» **Work instructions**:
Continue the OpenMP tutorial text from the point where it stops.

4 OpenMP Programming Model

  • Shared Memory, thread based
  • Explicit Parallelism
  • Fork-Join Model
  • Compiler Directives
  • Nested Parallelism Support - in most implementations
  • Dynamic Threads
  • Not tied to I/O

4.1 Explicit Parallelism

  • You must tell the computer what sections of code to parallelize using complier directives.
  • The compiler directives vary between languages, but are ignored when OpenMP flags are not set with the compiler.
  • Codes written with OpenMP can run easily on serial machines.

4.2 Environment and Library Routines

  • Some environmental variables are needed to make the code execute using the correct number of threads
  • Some library routines allow the programmer to set and access system variables

4.3 Not Message Passing

This is NOT a set of message passing routines. Instead, you give directives to the compiler of what parts of the code can be executed in parallel.
In some ways, OpenMP is a set of directives to tell the compiler how to more efficiently handle loops.

4.4 General Syntax

Fortran

!$OMP <directive>
do useful stuff
!$OMP end <directive>

C/C++

#pragma omp <directive-name> clause
{do useful stuff in a structured block}

4.5 A Trivial Example

Basic Code

program trival
print*,’hello world’
end program

OMP Additions

program trivial

!$omp parallel
print*,’hello world’
!$omp end parallel

end program trivial

Execution of the Trivial Example

(158) % ifort trival.f90
(159) % ./a.out
hello world
(160) %

What went wrong?

Execution of the Trivial Example

>bash-3.00$ ifort trivial.f90 -openmp
trivial.f90(3) : (col. 7) remark:
OpenMP DEFINED REGION WAS PARALLELIZED.

» **Given records**:
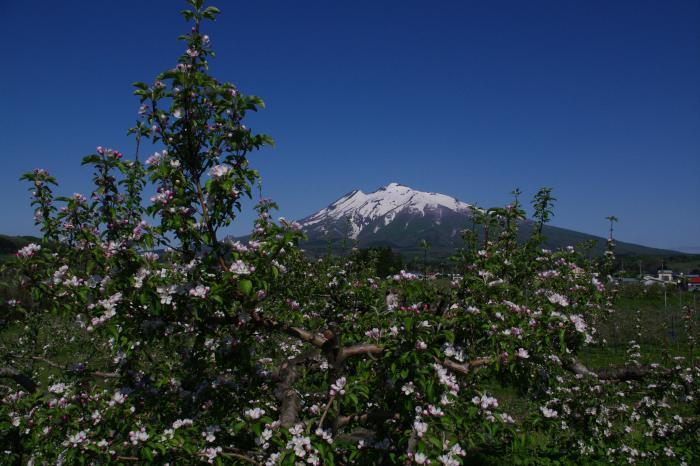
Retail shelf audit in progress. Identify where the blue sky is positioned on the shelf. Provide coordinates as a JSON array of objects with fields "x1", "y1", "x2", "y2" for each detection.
[{"x1": 0, "y1": 0, "x2": 700, "y2": 252}]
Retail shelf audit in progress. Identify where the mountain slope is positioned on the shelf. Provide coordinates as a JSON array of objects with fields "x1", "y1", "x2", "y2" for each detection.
[{"x1": 299, "y1": 183, "x2": 678, "y2": 257}]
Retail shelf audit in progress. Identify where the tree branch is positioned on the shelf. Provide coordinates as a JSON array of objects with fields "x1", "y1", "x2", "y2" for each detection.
[{"x1": 566, "y1": 358, "x2": 672, "y2": 382}]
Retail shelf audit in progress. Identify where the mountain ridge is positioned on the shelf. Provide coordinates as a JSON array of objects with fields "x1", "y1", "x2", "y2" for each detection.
[{"x1": 299, "y1": 182, "x2": 682, "y2": 257}]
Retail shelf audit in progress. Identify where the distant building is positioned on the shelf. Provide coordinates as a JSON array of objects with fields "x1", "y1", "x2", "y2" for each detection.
[
  {"x1": 642, "y1": 269, "x2": 678, "y2": 286},
  {"x1": 688, "y1": 275, "x2": 700, "y2": 291}
]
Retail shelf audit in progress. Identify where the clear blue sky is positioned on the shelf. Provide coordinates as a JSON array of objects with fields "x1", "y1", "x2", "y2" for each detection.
[{"x1": 0, "y1": 0, "x2": 700, "y2": 252}]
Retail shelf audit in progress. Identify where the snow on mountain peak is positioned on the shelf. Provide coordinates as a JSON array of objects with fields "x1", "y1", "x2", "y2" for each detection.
[{"x1": 301, "y1": 182, "x2": 470, "y2": 238}]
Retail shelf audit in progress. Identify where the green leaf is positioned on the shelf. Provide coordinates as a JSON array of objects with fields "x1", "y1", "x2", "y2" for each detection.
[{"x1": 238, "y1": 280, "x2": 253, "y2": 295}]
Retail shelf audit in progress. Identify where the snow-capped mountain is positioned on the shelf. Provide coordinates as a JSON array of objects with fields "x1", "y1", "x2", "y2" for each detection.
[
  {"x1": 299, "y1": 183, "x2": 680, "y2": 258},
  {"x1": 300, "y1": 183, "x2": 470, "y2": 239}
]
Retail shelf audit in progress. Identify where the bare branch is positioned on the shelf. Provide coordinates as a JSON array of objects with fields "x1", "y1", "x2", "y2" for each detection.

» **Written answer**:
> ./a.out
hello world
hello world

> gfortran trivial.f90 -fopenmp
> ./a.out
hello world
hello world
> export OMP_NUM_THREADS=5
> ./a.out
hello world
hello world
hello world
hello world
hello world

Using ifort on the cds workstations

# on cdsxx
> module list
Currently Loaded Modulefiles:
1) intel_icc_10.1.017 3) intel_idb_10.1.017 5) intel_2) intel_ifort_10.1.017 4) intel_mkl_10.0.4.023
>export OMP_NUM_THREADS=2

Thread ID

program trival1
implicit none
integer :: OMP_GET_THREAD_NUM, OMP_GET_MAX_THREADS
integer :: tid, nthreads
!$OMP PARALLEL PRIVATE(NTHREADS, TID)
tid = OMP_GET_THREAD_NUM()
nthreads = OMP_GET_MAX_THREADS()
print*,’hello world from ’, tid,nthreads
!$OMP END PARALLEL
end program

Note the PRIVATE key word, indicating that all threads have their own copy of the variable.

Thread ID (2)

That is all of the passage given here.